**ENTRIES**:
■ ■ ■ ■

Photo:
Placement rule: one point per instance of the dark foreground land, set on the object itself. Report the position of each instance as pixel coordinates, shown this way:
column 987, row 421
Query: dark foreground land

■ ■ ■ ■

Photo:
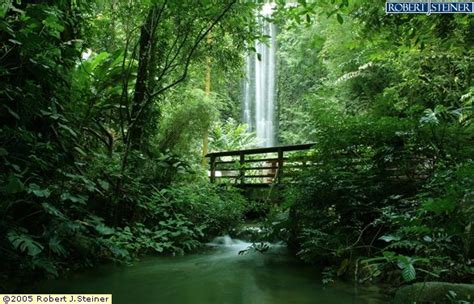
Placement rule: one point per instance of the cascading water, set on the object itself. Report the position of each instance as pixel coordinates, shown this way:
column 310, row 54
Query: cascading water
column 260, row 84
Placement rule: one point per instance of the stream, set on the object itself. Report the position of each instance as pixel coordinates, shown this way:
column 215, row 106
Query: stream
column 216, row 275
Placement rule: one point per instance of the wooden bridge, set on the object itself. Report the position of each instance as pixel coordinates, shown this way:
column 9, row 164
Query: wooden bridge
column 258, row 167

■ ■ ■ ■

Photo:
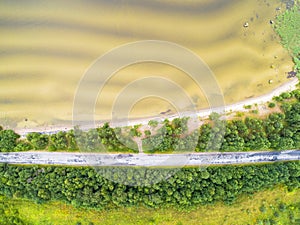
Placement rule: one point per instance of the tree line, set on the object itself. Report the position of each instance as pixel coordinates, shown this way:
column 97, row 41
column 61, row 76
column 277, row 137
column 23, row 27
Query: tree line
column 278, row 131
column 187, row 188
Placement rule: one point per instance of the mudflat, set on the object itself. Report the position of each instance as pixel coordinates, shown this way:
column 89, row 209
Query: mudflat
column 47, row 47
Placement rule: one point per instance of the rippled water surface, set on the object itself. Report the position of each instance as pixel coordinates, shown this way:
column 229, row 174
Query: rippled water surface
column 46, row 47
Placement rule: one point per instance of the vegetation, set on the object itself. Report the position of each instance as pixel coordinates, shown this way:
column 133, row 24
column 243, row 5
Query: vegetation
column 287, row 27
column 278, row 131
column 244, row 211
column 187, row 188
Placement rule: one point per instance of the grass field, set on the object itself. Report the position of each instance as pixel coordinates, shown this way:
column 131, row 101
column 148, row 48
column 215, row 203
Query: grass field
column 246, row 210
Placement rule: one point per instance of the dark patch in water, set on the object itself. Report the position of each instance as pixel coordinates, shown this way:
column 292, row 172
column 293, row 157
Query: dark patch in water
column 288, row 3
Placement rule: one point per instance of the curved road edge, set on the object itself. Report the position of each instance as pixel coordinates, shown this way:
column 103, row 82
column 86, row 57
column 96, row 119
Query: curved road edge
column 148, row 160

■ ■ ■ ■

**SET PROBLEM**:
Please recast the material from the line that contains "Placement rule: one point per instance of the dark patch" up to and including the line that contains "column 288, row 3" as a JSON list of strings, one string per line, omitting blank lines.

**RESULT OF THE EXERCISE**:
[
  "Placement rule: one point per instance of the dark patch in water, set on the object itself. Report the position of each instance as pixel coordinates, shown this way:",
  "column 292, row 172",
  "column 293, row 157",
  "Query: dark patch in water",
  "column 288, row 3"
]